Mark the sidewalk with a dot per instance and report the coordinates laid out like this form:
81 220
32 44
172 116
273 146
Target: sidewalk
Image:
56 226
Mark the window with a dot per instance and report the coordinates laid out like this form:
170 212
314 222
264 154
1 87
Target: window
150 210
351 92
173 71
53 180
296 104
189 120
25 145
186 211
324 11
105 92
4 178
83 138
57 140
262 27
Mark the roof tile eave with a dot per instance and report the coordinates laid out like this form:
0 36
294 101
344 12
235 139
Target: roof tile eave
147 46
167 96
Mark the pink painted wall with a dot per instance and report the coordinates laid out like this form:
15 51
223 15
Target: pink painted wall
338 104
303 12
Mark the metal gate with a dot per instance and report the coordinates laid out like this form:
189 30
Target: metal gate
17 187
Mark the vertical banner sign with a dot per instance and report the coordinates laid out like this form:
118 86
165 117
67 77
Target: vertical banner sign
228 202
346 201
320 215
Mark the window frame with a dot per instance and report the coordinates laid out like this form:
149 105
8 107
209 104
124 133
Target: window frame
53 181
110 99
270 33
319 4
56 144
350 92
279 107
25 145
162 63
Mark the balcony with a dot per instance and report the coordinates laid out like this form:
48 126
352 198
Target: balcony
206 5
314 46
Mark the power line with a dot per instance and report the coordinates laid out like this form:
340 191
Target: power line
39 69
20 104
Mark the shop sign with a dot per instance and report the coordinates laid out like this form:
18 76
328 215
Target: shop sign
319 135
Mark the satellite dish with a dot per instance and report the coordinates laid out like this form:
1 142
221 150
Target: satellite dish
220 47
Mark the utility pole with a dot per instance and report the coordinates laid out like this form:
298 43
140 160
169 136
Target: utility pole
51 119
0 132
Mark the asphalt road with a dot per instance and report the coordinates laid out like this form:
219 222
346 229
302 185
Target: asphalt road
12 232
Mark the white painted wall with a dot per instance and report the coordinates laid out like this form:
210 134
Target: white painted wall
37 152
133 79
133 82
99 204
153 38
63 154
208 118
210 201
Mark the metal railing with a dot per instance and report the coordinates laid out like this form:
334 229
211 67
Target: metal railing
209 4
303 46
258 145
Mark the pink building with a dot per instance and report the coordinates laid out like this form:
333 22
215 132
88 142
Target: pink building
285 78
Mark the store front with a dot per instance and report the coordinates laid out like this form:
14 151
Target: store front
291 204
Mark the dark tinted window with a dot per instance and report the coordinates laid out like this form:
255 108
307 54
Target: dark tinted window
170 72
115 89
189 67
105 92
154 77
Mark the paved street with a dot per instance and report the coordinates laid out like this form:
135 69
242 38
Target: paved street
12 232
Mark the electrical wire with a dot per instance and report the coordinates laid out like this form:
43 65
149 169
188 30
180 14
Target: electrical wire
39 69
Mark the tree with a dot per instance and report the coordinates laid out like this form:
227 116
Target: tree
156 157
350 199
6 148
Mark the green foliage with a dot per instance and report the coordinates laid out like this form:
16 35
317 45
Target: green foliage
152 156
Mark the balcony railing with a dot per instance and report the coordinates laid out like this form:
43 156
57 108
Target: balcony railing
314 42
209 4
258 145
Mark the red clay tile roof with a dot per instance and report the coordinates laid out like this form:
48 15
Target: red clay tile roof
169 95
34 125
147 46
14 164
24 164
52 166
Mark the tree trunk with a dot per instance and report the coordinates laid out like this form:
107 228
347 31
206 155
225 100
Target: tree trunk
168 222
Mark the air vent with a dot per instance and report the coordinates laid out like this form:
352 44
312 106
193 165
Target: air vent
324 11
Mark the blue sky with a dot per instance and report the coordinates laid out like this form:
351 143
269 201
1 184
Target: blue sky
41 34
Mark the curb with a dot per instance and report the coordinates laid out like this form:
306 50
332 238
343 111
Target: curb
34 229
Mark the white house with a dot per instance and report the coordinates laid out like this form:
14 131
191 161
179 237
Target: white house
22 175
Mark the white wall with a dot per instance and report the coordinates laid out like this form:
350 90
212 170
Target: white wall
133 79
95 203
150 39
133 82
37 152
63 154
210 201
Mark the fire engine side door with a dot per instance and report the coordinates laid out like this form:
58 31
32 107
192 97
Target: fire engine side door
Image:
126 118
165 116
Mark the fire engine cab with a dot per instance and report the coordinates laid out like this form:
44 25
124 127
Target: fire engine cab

-*-*-

* **TASK ITEM**: Nothing but a number is required: the number of lines in the material holding the string "engine".

* **OUTPUT BELOW**: 4